**CONJUNTO DE EXERCÍCIOS**.
A: Reproduza o trecho do texto sobre a CEDEAO que vai de "A CEDEAO está" até "militar quanto comercial.", incluindo esses dois pontos.
B: De acordo com o texto sobre a CEDEAO, por que a organização está em processo de descredibilização?
C: Segundo o texto sobre a CEDEAO, de quais novos parceiros os Estados do Sahel se aproximaram?

**TEXTO DE ORIGEM**.
Qual é o principal problema da CEDEAO?

A política de livre circulação de bens e pessoas não funciona adequadamente. O passaporte comunitário é rejeitado pelos serviços de migração e fronteiras de quase todos os países-membros. A falta de infraestrutura de transporte – rodovias, ferrovias e aerovias – bem como a ausência de produção energética sustentável, união monetária (moeda comum ECO) e união aduaneira são barreiras significativas ao crescimento econômico da região.

A CEDEAO está em processo de descredibilização devido às dificuldades na gestão das crises de diversos países, o que resultou na dissidência de Mali, Burkina Faso e Níger e na consequente criação da nova organização sub-regional "Estados do Sahel". A filosofia dessa nova organização opõe-se aos princípios da CEDEAO, que é uma entidade subsidiária da União Africana (UA) e da ONU. Além disso, os Estados do Sahel romperam com a influência geoestratégica do Ocidente, especialmente da França, e se aproximaram de novos parceiros, como Rússia e China, tanto no âmbito militar quanto comercial.

**MATERIAL FORNECIDO**.
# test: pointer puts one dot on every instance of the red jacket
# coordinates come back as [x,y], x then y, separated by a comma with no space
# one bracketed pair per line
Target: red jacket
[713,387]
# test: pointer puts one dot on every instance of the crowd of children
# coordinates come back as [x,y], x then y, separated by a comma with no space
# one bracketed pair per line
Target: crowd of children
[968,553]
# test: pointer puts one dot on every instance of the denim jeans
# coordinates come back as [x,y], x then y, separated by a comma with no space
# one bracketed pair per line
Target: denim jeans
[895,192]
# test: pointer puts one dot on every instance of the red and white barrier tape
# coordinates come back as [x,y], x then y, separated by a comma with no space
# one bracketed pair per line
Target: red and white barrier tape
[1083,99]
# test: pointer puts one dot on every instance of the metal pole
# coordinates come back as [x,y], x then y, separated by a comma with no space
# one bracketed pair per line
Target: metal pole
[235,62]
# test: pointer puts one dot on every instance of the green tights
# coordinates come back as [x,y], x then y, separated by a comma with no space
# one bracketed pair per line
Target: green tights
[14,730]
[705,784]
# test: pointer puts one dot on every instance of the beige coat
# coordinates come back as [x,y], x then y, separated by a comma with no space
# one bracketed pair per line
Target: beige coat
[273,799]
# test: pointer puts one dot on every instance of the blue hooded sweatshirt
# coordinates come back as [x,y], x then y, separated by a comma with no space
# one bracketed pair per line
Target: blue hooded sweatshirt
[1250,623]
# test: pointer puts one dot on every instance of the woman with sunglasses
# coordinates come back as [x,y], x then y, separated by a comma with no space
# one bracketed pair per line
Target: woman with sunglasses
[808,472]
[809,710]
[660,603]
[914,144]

**RESPOSTAS POR EXERCÍCIO**.
A:
A CEDEAO está em processo de descredibilização devido às dificuldades na gestão das crises de diversos países, o que resultou na dissidência de Mali, Burkina Faso e Níger e na consequente criação da nova organização sub-regional "Estados do Sahel". A filosofia dessa nova organização opõe-se aos princípios da CEDEAO, que é uma entidade subsidiária da União Africana (UA) e da ONU. Além disso, os Estados do Sahel romperam com a influência geoestratégica do Ocidente, especialmente da França, e se aproximaram de novos parceiros, como Rússia e China, tanto no âmbito militar quanto comercial.

B: A CEDEAO está perdendo credibilidade devido às dificuldades na gestão das crises de diversos países.

C: Da Rússia e da China.